_YOUR TASK_
How many of the lines below contain the word "small", with case counting? Give only the number.

## BEGIN

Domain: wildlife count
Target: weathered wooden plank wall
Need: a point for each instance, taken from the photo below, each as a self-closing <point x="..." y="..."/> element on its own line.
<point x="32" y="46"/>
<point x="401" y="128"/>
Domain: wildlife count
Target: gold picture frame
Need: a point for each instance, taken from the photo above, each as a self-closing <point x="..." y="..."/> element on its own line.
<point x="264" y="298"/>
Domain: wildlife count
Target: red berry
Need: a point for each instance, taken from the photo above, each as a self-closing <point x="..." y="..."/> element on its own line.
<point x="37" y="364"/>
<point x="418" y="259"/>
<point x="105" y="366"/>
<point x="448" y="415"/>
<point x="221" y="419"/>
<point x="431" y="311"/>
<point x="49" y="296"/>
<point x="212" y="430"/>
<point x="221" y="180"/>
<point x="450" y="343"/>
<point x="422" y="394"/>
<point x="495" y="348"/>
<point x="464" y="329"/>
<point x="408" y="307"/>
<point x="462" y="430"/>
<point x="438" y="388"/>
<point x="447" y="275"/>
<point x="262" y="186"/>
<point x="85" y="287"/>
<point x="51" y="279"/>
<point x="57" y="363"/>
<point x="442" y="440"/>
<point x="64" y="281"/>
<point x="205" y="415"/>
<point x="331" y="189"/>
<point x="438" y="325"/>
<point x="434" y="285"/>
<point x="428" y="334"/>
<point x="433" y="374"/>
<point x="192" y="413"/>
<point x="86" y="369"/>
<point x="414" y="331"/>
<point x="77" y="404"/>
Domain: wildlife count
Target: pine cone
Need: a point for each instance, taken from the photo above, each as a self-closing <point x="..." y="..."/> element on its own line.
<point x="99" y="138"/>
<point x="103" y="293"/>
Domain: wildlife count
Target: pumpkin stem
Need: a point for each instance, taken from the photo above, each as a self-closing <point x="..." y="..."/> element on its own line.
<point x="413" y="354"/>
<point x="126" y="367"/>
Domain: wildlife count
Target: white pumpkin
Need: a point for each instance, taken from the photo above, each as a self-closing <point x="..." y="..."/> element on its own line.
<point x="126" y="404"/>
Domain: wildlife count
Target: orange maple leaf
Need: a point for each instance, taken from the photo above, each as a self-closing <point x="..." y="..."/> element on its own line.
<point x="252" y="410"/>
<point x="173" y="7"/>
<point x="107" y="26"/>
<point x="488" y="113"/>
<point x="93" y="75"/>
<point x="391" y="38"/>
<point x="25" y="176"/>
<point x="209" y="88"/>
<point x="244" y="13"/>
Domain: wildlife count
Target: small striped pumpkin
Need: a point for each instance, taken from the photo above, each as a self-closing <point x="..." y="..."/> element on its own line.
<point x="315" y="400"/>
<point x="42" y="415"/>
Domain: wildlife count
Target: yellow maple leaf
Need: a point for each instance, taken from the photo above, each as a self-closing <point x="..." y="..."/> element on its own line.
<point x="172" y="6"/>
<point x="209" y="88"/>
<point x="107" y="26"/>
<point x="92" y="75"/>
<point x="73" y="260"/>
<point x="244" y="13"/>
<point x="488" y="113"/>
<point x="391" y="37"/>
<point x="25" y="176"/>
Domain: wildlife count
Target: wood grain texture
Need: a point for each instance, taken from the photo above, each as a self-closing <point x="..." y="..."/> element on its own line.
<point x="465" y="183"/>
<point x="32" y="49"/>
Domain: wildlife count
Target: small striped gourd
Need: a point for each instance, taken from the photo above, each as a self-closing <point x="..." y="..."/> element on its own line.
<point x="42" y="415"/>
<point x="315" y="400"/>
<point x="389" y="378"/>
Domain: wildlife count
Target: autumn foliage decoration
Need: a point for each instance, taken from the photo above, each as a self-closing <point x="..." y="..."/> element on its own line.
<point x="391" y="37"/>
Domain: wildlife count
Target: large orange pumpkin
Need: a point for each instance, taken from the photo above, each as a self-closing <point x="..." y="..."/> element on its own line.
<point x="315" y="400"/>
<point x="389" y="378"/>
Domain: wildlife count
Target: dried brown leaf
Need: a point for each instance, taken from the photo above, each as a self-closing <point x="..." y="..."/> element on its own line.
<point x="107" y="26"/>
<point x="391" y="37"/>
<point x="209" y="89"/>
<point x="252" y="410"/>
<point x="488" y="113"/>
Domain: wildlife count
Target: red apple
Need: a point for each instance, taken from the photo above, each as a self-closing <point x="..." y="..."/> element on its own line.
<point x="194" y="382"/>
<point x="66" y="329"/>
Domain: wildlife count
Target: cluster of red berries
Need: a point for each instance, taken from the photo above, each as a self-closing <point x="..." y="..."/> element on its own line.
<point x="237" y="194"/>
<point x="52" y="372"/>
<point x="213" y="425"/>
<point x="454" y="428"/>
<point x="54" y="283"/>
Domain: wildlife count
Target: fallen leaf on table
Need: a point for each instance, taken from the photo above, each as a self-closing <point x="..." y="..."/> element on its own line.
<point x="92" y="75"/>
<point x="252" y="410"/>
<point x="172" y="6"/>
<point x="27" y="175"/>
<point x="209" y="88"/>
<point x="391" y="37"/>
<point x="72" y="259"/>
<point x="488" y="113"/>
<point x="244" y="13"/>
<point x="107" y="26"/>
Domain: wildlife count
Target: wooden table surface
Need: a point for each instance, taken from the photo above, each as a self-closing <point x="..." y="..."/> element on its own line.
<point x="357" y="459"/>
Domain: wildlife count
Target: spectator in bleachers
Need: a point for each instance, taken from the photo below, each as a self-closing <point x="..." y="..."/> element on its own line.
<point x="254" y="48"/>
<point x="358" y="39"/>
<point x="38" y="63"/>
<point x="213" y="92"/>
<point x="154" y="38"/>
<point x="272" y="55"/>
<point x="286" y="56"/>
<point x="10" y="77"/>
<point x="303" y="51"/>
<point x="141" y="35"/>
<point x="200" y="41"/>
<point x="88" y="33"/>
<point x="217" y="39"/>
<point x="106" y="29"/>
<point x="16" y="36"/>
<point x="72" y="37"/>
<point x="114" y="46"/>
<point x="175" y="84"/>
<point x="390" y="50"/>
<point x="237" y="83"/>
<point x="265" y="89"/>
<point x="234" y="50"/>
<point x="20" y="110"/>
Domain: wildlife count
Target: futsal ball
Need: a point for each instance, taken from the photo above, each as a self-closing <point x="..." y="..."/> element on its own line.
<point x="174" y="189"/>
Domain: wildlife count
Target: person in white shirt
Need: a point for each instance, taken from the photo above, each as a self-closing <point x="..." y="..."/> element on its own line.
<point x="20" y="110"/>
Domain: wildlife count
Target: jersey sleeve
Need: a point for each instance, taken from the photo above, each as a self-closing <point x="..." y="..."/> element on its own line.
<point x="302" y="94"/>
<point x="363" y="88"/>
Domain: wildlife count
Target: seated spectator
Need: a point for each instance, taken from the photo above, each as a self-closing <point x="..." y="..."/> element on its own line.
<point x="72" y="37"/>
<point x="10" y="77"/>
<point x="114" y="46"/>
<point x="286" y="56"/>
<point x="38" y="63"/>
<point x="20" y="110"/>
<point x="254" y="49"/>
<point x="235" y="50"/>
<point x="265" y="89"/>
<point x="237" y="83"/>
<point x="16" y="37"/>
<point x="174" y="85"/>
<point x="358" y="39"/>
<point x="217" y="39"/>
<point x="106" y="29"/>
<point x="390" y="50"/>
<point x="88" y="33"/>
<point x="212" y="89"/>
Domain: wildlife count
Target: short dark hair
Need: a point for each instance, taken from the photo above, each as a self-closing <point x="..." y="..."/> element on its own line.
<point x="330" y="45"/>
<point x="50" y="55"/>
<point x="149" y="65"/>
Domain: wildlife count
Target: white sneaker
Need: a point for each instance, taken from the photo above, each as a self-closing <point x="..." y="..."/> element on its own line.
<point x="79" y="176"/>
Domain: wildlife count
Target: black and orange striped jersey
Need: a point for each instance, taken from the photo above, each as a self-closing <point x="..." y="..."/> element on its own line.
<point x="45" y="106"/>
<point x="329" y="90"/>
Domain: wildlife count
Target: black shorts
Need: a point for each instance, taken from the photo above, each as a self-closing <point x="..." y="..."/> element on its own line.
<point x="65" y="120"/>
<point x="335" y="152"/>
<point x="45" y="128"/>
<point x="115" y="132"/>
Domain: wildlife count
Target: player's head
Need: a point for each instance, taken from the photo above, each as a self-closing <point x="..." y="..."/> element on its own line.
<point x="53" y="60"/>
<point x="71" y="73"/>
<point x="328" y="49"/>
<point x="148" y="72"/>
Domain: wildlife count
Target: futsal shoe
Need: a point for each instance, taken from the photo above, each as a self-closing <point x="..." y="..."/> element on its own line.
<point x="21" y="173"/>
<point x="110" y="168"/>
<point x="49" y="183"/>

## END

_OUTPUT FOR THIS EXERCISE_
2